• [Exercise 1]: Gather each line of the rows below that contains the word "white". Case counts.

• [Excerpt provided]:

****************************************

The model has a margin of error of 6 cm water level as the historical rainfall record for the area needed to be extrapolated to include 1% AEP events; this extrapolation introduces uncertainty into the model. However, 6 cm is approximately 7 years of SLR under SSP5-8.5, so the timing identified for the plant being rendered inoperable is relatively robust. Additionally, there is always the possibility of a sub-1% AEP event occurring, which would result in higher water levels than those simulated.
With regard to discharge effluent quality, if influent to Helensville WWTP increases from 2021 volumes by 10% per decade, the change of a discharge quality failure will double every ten years, and if influent increases by 20% per decade, the chance of a discharge quality failure will double every 5 years. The model suggests that under current influent scenarios the upgrades should make a discharge quality failure 20 times less likely. Even if influent increases by 20% per decade, the upgrades are rendered ineffective around 2045, meaning that the likelihood of a discharge quality failure at 2045 will be the same as prior to the upgrades. As the design life of the upgrades is to 2047 the upgrades were undertaken at an appropriate time to be able to process increasing influent volume over the design life of the plant, which reduces the likelihood of discharge quality failures. This validates the timing of the decision by Watercare to undertake the plant upgrades in 2022.
The results of the application of RDM at Helensville were well-received by Watercare, although they had intended that the plant upgrades (implementation of adaptive action 1) would mean that the likelihood of a discharge quality failure was reduced to zero. However, alongside the plant upgrades Watercare had decided that the plant would be moved prior to the end of the 25-year design life of the upgrades being implemented. This is because the likely driver of plant failure at Helensville would be compound coastal hazards, rather than insufficient processing capacity. In order to be robust, the chosen action / pathway has to be functional under as many climate scenarios as possible. Therefore, the decision to move the plant prior to it becoming susceptible to the 1% AEP inundation event is a robust decision.
5.2 Key findings and interpretation—Seaview WWTP
Step one of the RDM analysis showed that Seaview WWTP is susceptible to being inundated in a 1% AEP event after 56 cm of RSLR. At or above 56 cm of RSLR, water would enter buildings and potentially impact electrical systems and pumps of the WWTP during a 1% AEP event. The plant grounds are susceptible to nuisance flooding after 26 cm of RSLR, but water would not enter buildings or impact on plant operations. Under nuisance flooding conditions only, the lowest-lying parts of the plant grounds would have groundwater at or above ground level. Recent research agrees with the findings of this work, that the plant is susceptible to inundation between 50 and 60 cm of RSLR (National Institute of Water and Atmospheric Research, 2023a).
The model suggests that if the world follows a very high emissions trajectory (SSP5-8.5H+), Seaview WWTP may be rendered inoperable by inundation of plant buildings as early as 2060 (Table 2). In the case of a moderate emissions scenario (SSP2-4.5) inundation could occur from 2075, and in the case of a low emissions scenario (SSP1-1.9) inundation could occur from 2090. Nuisance flooding of plant grounds could begin sometime between 2040 and 2047, depending on emissions trajectory (Table 3). Our analysis of nuisance flooding does not take into account ponding on plant grounds under high intensity, short duration rainfall events—we define nuisance flooding as plant grounds being inundated and unable to drain due to the combined impacts of storm impacts, high tides and sea level rise.

****************************************

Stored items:
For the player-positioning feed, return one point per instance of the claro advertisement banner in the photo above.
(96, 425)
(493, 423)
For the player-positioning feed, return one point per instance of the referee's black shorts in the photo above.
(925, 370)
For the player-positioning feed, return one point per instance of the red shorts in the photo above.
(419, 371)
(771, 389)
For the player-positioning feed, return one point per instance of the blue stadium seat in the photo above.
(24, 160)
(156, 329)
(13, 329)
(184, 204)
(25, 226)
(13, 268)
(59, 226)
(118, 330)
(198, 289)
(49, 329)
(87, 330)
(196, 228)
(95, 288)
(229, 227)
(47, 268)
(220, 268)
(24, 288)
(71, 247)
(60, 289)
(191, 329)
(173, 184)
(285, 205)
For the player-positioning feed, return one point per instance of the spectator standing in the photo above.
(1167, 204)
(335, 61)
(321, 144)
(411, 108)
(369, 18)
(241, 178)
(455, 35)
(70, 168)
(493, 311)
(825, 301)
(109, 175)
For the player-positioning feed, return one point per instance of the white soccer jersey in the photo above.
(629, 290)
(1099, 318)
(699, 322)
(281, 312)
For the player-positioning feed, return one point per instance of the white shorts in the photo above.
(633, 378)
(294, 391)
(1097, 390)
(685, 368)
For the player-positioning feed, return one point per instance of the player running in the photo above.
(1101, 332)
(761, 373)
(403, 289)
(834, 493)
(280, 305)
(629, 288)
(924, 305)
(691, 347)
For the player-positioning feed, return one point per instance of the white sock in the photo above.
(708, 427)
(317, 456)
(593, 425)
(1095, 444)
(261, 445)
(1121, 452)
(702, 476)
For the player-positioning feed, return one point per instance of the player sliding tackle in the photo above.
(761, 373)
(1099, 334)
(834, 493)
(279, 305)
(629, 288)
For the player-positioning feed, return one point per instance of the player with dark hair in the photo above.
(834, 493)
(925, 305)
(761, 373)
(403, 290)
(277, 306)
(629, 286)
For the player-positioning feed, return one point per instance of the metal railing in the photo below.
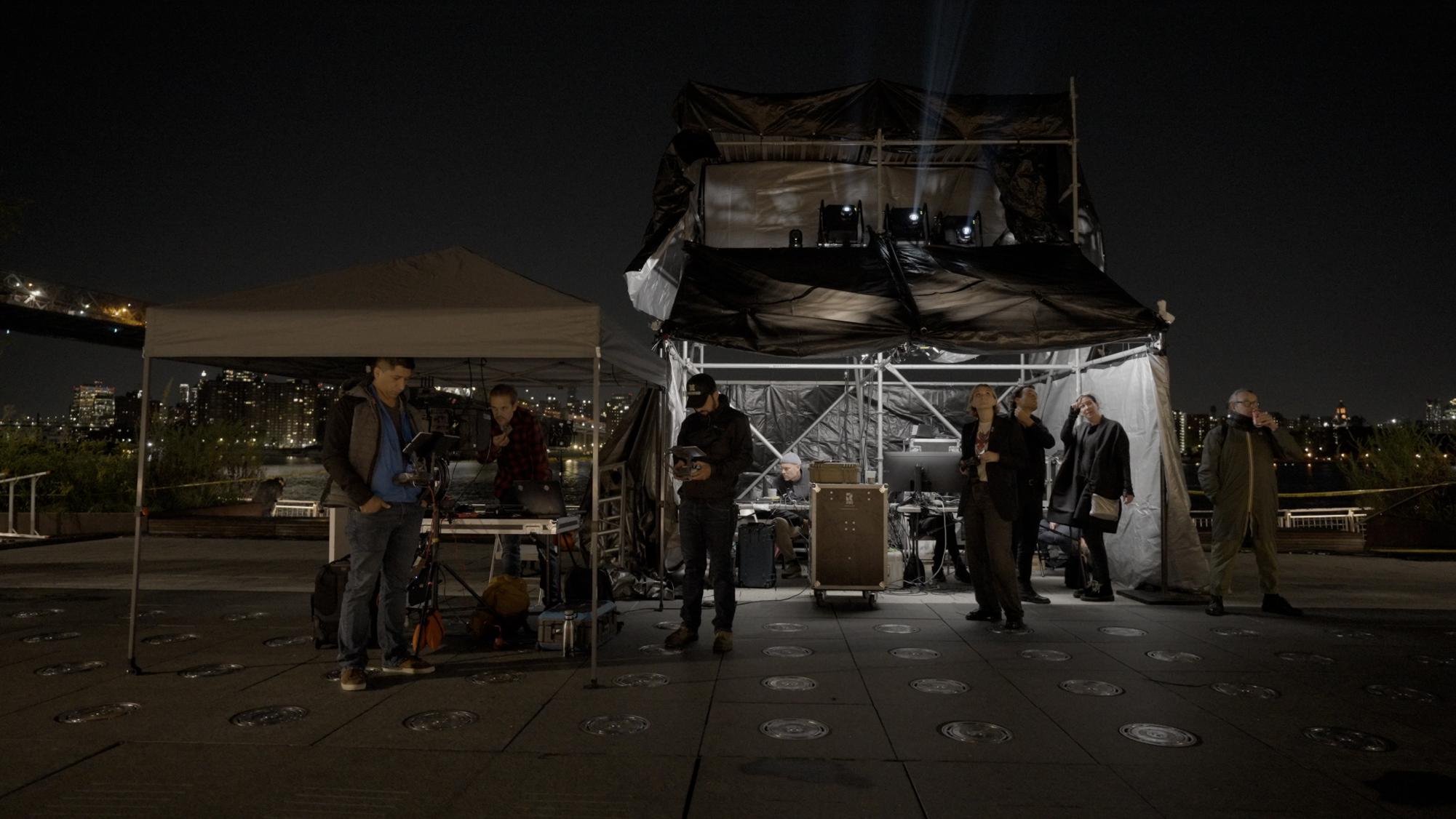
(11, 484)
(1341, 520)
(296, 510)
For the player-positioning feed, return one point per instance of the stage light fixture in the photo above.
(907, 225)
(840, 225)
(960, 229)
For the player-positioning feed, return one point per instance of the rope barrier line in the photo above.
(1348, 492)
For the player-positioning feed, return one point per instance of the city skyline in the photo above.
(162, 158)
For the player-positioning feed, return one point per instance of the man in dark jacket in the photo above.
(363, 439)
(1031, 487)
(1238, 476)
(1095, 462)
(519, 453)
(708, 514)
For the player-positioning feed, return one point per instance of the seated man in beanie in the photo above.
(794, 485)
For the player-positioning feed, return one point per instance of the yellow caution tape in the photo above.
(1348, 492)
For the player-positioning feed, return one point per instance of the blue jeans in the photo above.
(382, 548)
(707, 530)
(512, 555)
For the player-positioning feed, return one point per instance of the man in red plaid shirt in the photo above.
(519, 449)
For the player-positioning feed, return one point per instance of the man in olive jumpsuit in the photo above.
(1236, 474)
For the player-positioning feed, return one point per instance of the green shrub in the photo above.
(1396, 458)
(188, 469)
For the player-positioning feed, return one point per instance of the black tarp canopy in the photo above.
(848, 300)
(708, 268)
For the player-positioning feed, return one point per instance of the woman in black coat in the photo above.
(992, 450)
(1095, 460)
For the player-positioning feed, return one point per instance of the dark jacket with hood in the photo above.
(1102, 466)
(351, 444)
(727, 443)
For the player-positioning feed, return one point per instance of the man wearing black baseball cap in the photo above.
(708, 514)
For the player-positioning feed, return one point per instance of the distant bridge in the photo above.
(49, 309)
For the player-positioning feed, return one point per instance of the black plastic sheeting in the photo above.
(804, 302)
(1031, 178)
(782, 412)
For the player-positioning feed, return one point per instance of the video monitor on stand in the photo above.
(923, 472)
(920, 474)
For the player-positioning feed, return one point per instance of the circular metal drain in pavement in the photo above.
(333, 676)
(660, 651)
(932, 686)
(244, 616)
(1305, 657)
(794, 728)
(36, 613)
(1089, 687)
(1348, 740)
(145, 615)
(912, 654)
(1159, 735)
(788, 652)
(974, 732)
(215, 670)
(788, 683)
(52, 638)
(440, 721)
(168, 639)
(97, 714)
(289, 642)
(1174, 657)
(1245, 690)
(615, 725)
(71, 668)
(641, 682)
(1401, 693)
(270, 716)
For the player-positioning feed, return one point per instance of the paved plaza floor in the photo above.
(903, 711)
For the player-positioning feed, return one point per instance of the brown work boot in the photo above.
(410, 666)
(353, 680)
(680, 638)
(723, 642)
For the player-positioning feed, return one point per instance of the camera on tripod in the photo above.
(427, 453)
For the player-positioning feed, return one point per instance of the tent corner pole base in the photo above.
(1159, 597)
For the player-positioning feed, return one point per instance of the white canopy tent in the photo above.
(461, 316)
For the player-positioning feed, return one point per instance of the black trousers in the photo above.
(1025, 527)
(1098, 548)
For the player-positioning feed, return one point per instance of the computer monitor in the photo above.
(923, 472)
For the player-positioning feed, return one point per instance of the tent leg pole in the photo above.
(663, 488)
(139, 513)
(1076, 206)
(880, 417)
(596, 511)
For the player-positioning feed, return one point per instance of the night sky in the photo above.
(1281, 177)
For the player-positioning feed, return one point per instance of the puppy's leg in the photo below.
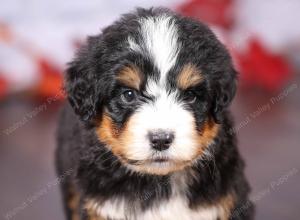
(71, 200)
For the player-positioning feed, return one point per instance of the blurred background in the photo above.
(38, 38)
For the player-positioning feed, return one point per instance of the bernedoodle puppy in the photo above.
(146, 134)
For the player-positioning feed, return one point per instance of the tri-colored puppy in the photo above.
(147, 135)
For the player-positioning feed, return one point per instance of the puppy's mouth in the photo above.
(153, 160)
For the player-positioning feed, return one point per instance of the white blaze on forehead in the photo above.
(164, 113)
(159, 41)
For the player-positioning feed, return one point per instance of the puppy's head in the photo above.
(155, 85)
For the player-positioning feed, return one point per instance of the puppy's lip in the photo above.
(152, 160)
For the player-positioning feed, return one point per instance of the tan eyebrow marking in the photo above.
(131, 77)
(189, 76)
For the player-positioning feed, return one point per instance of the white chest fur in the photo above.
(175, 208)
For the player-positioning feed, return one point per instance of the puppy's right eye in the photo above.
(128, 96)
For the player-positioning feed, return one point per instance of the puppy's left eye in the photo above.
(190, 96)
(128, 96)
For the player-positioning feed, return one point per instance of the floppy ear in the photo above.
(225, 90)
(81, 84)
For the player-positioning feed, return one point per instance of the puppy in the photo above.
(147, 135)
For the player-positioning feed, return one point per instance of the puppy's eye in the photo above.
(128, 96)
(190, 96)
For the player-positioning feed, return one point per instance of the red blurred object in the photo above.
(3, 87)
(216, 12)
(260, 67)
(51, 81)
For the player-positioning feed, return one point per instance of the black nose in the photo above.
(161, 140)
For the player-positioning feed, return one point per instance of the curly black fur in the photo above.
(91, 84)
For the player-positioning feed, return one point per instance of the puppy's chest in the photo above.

****************************************

• [Exercise 2]: Transcribe the passage on wastewater treatment plants above, starting with "The model suggests that if" and going on through "sea level rise.".

• [Task result 1]:
For the player-positioning feed, return one point per instance of the white soccer jersey in the photo above.
For the player-positioning feed, return one point per instance of the white shorts in the photo above.
For the player-positioning feed, return one point per instance of the white sock in the photo above.
For the player-positioning feed, return one point per instance of the white canopy tent in the photo above.
For the player-positioning feed, return one point per instance of the white blaze on forehead in the photo above.
For the player-positioning feed, return one point per instance of the white chest fur in the photo above.

• [Task result 2]:
The model suggests that if the world follows a very high emissions trajectory (SSP5-8.5H+), Seaview WWTP may be rendered inoperable by inundation of plant buildings as early as 2060 (Table 2). In the case of a moderate emissions scenario (SSP2-4.5) inundation could occur from 2075, and in the case of a low emissions scenario (SSP1-1.9) inundation could occur from 2090. Nuisance flooding of plant grounds could begin sometime between 2040 and 2047, depending on emissions trajectory (Table 3). Our analysis of nuisance flooding does not take into account ponding on plant grounds under high intensity, short duration rainfall events—we define nuisance flooding as plant grounds being inundated and unable to drain due to the combined impacts of storm impacts, high tides and sea level rise.